------ Material for the task
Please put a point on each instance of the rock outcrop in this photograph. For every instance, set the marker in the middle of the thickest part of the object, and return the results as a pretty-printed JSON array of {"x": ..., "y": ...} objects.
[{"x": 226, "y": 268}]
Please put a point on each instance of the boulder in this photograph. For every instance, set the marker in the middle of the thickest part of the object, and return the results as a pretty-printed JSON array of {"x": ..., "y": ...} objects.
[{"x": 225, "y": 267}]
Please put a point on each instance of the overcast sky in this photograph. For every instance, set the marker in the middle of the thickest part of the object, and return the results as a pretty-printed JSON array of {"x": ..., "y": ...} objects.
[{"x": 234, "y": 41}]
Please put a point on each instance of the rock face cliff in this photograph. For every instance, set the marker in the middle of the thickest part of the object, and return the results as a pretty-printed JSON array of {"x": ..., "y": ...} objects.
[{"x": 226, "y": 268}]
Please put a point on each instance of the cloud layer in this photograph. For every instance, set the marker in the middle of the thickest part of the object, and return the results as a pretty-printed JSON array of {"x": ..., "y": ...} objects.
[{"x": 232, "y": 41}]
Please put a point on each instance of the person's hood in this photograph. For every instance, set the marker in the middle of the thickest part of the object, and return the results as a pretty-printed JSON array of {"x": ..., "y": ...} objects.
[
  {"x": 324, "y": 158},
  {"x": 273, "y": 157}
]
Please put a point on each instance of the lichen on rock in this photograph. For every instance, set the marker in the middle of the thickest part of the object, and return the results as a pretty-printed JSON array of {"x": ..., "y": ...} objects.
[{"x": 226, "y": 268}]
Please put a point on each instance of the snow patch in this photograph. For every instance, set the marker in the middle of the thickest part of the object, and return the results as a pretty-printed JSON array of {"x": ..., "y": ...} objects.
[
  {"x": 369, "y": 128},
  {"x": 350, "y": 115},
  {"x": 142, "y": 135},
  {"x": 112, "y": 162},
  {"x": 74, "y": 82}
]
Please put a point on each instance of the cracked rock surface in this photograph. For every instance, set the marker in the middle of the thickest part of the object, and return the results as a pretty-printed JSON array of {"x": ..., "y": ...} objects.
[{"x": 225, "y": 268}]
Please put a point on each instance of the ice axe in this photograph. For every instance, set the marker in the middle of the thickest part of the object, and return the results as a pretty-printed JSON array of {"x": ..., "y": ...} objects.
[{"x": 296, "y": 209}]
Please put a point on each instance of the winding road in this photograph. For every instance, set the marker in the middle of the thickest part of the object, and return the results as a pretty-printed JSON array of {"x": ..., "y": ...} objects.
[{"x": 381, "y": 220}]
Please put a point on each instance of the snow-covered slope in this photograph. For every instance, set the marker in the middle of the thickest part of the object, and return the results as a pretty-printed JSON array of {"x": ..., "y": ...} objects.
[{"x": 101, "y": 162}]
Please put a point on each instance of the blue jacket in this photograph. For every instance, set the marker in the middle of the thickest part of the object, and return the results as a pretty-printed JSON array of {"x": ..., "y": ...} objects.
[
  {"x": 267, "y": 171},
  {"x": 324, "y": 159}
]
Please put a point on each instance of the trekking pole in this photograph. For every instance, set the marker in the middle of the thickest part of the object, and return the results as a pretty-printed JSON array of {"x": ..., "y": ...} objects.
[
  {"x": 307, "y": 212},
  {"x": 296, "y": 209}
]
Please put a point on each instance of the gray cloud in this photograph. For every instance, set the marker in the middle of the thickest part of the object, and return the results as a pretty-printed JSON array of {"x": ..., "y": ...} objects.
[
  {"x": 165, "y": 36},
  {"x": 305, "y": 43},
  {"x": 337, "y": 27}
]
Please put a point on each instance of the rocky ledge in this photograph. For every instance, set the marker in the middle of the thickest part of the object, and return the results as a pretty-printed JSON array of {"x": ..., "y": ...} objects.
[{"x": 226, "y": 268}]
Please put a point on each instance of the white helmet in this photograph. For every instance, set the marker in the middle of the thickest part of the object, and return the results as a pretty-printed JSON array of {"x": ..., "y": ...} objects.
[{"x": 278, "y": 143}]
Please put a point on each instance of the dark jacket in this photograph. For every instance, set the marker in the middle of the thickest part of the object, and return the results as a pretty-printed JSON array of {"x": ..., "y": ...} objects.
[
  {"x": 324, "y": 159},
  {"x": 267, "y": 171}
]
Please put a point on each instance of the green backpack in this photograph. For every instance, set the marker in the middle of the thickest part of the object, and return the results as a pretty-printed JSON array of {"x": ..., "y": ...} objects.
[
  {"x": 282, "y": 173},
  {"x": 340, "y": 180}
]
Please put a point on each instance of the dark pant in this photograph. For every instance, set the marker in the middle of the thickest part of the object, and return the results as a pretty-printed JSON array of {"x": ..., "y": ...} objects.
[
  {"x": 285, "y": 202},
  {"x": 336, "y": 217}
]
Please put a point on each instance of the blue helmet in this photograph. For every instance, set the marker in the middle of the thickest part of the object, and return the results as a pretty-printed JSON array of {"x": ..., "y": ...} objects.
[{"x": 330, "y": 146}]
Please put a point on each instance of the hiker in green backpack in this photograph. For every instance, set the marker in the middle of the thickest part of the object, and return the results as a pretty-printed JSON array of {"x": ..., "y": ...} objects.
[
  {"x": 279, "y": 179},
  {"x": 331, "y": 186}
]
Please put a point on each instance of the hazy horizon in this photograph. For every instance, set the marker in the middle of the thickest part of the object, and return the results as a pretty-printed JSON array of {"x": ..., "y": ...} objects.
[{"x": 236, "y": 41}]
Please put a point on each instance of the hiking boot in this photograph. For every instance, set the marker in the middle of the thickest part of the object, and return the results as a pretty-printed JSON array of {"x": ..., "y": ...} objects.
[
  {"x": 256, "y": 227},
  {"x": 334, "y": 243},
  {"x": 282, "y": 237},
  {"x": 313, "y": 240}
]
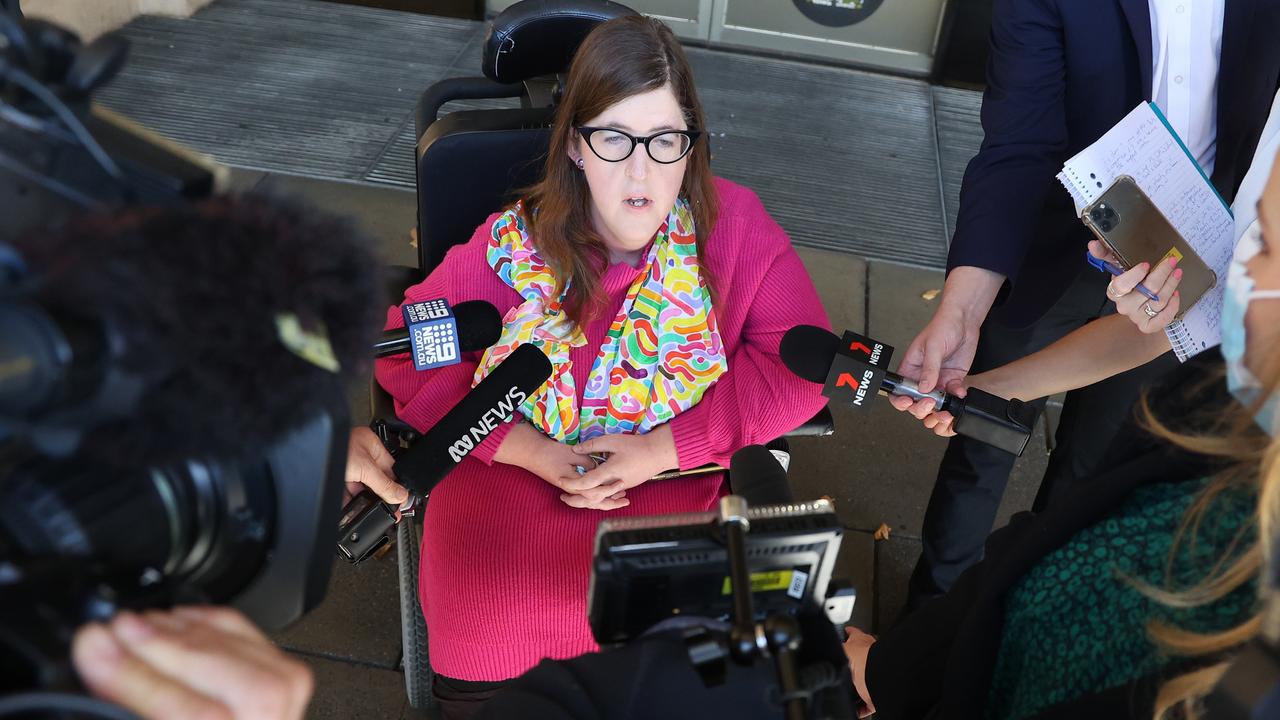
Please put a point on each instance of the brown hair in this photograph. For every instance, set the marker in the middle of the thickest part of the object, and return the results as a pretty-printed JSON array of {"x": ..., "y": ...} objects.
[
  {"x": 1255, "y": 464},
  {"x": 618, "y": 59}
]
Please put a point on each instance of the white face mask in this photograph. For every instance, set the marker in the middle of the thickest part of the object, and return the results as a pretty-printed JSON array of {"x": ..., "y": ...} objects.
[{"x": 1239, "y": 292}]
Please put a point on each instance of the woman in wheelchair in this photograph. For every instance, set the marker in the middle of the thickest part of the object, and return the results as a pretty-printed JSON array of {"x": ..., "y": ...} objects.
[{"x": 661, "y": 295}]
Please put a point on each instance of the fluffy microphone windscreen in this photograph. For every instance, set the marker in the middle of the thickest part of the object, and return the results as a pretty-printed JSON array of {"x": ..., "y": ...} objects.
[{"x": 241, "y": 317}]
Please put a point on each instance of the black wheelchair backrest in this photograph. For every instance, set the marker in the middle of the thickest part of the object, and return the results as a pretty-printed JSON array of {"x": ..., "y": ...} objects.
[
  {"x": 469, "y": 165},
  {"x": 539, "y": 37}
]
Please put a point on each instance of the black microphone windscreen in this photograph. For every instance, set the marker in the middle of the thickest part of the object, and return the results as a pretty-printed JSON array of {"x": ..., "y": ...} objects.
[
  {"x": 479, "y": 324},
  {"x": 808, "y": 351},
  {"x": 466, "y": 424},
  {"x": 757, "y": 475},
  {"x": 240, "y": 315}
]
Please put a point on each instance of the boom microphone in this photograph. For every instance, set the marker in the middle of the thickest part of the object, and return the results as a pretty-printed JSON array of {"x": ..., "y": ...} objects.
[
  {"x": 478, "y": 322},
  {"x": 208, "y": 328},
  {"x": 821, "y": 356},
  {"x": 757, "y": 477},
  {"x": 466, "y": 424}
]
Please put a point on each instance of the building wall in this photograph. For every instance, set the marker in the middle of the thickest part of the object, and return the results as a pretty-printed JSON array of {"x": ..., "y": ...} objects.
[{"x": 92, "y": 18}]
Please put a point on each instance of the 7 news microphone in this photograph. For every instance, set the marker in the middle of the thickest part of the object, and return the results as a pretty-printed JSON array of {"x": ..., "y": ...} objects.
[
  {"x": 854, "y": 367},
  {"x": 420, "y": 468}
]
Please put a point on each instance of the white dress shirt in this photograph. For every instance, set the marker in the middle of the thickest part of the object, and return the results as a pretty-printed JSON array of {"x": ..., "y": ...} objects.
[{"x": 1185, "y": 42}]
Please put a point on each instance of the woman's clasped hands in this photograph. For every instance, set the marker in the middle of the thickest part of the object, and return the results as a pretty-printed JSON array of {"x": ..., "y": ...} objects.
[{"x": 581, "y": 473}]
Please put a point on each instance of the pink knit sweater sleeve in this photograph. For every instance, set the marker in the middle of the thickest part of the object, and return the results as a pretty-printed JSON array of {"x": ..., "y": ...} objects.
[
  {"x": 763, "y": 291},
  {"x": 424, "y": 397}
]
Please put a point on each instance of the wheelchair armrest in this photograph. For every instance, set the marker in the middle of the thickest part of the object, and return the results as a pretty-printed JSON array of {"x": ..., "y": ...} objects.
[
  {"x": 457, "y": 89},
  {"x": 818, "y": 425}
]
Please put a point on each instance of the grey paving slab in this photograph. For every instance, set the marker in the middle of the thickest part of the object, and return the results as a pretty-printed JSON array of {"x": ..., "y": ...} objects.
[
  {"x": 844, "y": 159},
  {"x": 856, "y": 564},
  {"x": 353, "y": 692},
  {"x": 956, "y": 117},
  {"x": 895, "y": 557},
  {"x": 284, "y": 85},
  {"x": 896, "y": 305},
  {"x": 242, "y": 180},
  {"x": 841, "y": 282},
  {"x": 357, "y": 620}
]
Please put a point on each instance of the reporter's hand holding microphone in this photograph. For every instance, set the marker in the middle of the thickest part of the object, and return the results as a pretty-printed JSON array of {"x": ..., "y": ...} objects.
[
  {"x": 191, "y": 662},
  {"x": 942, "y": 352}
]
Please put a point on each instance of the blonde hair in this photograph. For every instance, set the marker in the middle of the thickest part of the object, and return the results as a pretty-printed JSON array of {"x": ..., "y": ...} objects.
[{"x": 1255, "y": 463}]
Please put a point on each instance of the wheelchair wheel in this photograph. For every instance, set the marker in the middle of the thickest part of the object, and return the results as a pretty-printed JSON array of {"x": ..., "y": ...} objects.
[{"x": 417, "y": 665}]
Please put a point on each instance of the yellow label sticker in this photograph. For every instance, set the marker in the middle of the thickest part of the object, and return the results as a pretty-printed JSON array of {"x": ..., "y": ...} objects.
[
  {"x": 763, "y": 582},
  {"x": 311, "y": 346},
  {"x": 1173, "y": 253}
]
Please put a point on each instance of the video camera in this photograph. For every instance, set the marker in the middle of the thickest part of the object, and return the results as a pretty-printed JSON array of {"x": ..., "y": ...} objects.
[
  {"x": 762, "y": 575},
  {"x": 173, "y": 425}
]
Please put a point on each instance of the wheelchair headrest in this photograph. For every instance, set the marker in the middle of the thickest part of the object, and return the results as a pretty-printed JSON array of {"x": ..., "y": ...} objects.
[{"x": 539, "y": 37}]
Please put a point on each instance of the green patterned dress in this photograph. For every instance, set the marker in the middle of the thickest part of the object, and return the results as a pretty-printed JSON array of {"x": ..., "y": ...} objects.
[{"x": 1073, "y": 625}]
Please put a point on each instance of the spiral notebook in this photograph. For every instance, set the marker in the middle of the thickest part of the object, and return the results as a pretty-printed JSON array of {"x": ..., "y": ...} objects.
[{"x": 1144, "y": 146}]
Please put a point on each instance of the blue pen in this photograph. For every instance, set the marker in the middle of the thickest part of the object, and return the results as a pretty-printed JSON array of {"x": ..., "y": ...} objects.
[{"x": 1115, "y": 270}]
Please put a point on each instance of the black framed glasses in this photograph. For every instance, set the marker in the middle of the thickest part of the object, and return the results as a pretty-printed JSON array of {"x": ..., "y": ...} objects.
[{"x": 613, "y": 145}]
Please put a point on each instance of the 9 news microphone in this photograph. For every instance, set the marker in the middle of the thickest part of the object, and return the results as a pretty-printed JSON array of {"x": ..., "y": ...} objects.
[
  {"x": 854, "y": 367},
  {"x": 476, "y": 324},
  {"x": 466, "y": 424},
  {"x": 362, "y": 529}
]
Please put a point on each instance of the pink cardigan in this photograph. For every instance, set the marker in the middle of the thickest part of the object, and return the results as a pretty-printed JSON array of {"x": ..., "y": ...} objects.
[{"x": 504, "y": 563}]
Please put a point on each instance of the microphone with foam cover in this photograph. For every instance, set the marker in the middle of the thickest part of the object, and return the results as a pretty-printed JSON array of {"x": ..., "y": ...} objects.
[
  {"x": 757, "y": 477},
  {"x": 479, "y": 327},
  {"x": 466, "y": 424},
  {"x": 812, "y": 352},
  {"x": 808, "y": 351}
]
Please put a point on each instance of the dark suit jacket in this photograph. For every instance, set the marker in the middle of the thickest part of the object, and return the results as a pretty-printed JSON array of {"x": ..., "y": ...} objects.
[
  {"x": 1059, "y": 76},
  {"x": 937, "y": 662}
]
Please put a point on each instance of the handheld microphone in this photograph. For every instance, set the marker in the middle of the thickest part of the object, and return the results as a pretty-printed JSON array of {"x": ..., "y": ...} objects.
[
  {"x": 466, "y": 424},
  {"x": 478, "y": 326},
  {"x": 854, "y": 367},
  {"x": 757, "y": 477},
  {"x": 362, "y": 528}
]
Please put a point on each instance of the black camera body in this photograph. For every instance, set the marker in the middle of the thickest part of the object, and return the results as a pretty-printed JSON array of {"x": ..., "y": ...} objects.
[{"x": 115, "y": 490}]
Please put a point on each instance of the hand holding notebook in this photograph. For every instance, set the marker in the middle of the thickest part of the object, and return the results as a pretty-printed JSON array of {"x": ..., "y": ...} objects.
[{"x": 1147, "y": 150}]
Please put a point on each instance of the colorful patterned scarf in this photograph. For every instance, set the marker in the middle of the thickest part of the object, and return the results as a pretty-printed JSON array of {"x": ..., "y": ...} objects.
[{"x": 662, "y": 351}]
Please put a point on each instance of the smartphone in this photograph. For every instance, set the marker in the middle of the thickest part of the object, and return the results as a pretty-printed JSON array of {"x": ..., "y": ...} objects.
[{"x": 1136, "y": 231}]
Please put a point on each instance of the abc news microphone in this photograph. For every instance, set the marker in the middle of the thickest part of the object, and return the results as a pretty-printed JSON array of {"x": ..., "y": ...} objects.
[
  {"x": 854, "y": 367},
  {"x": 432, "y": 456}
]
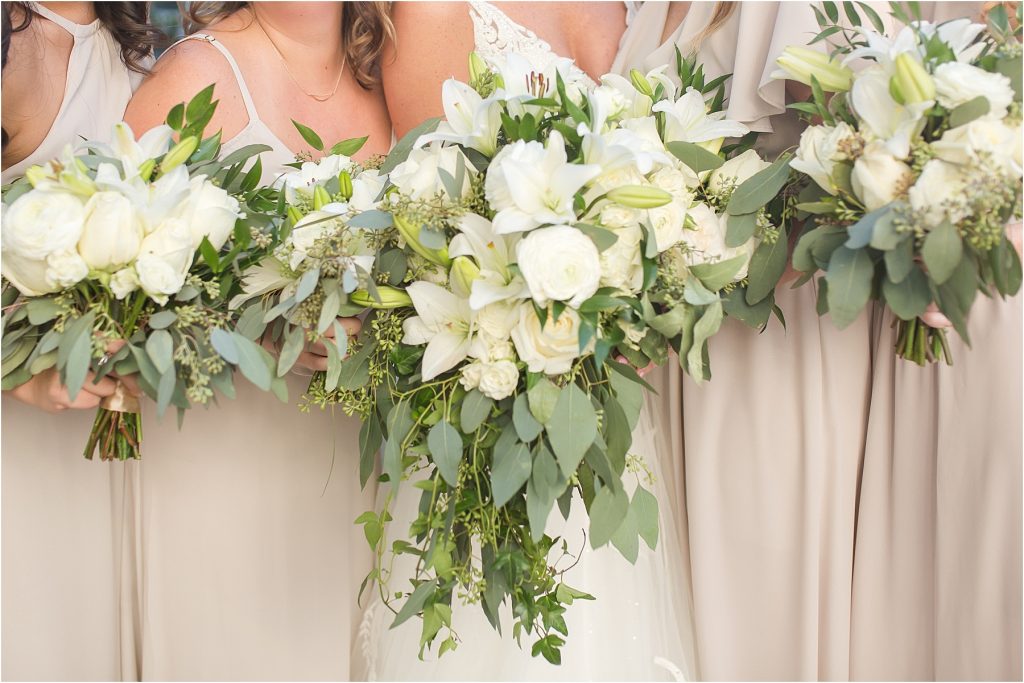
------------
Leaving out all pictures, print exactly the lines above from the one containing "Please put a point on each instance of the abc" through the last line of the entries.

Please put a point on each instance of the abc news microphone in this photograph. For every instance, set the marker in the middle of the thickest part of the object, and return the results as a pretty-printed JSON array of {"x": ..., "y": ...} objects.
[
  {"x": 854, "y": 367},
  {"x": 432, "y": 456}
]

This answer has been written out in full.